- _What the task asks_:
Look through the data below and extract, unchanged, the lines from the one that contains "Annotation task: tag one point per instance of the rooftop" to the one that contains "Annotation task: tag one point per instance of the green", both included.

### Data for this exercise ###

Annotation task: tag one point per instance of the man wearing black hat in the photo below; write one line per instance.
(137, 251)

###
### Data for this exercise ###

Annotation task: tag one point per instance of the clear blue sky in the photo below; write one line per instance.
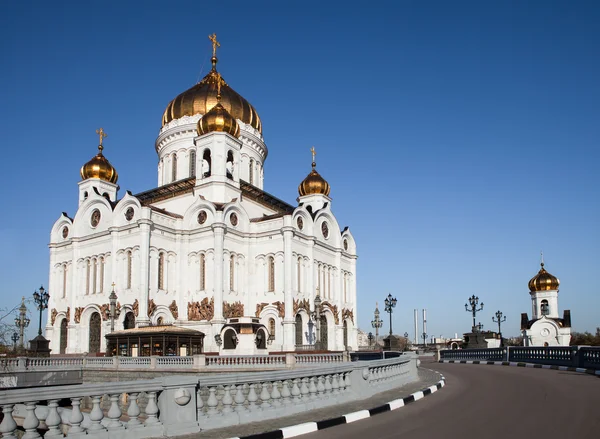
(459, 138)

###
### Data for this exercise ###

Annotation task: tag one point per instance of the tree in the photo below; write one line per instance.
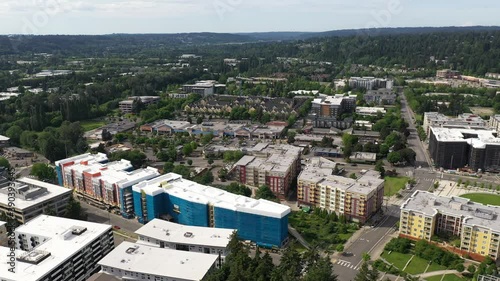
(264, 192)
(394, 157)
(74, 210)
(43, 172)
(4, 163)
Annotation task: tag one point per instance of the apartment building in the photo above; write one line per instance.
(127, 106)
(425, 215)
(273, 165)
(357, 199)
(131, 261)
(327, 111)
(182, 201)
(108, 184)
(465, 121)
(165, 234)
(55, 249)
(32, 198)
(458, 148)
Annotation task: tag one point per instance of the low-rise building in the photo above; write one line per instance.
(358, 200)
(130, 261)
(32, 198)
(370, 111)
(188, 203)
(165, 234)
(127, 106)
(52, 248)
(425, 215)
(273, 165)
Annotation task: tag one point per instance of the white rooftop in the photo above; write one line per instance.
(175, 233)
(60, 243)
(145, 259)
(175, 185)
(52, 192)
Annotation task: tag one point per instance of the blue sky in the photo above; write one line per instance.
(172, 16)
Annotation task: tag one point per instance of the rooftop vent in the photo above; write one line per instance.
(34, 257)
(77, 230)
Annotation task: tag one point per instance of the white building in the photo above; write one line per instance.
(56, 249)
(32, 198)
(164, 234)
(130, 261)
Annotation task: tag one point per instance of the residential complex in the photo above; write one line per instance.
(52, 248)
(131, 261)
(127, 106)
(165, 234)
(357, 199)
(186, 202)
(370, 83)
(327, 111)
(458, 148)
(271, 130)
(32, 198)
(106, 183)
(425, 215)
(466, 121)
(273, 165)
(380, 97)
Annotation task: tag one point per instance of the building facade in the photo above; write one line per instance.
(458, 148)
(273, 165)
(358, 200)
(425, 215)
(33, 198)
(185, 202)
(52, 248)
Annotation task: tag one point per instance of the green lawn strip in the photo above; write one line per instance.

###

- _Written answer_:
Annotation task: tag one point per instance of the rooftop vent in the photo above; write one line per instance.
(34, 257)
(77, 230)
Annotation task: tag one point per instance of the white building in the photo above; write one line per instance.
(56, 249)
(32, 198)
(164, 234)
(130, 261)
Annotation task: tag one point per instance of the residential complex in the photo above; write one line per instance.
(52, 248)
(131, 261)
(127, 106)
(165, 234)
(357, 199)
(186, 202)
(370, 83)
(327, 111)
(458, 148)
(271, 130)
(32, 198)
(106, 183)
(425, 215)
(466, 121)
(273, 165)
(380, 97)
Annotation task: tag one point per instance of the building facade in the photo above; write one line per instance.
(458, 148)
(273, 165)
(358, 200)
(425, 215)
(33, 198)
(185, 202)
(52, 248)
Annotation task: tag one point per instance of the green lawn strip in the photo above; write one line per instance.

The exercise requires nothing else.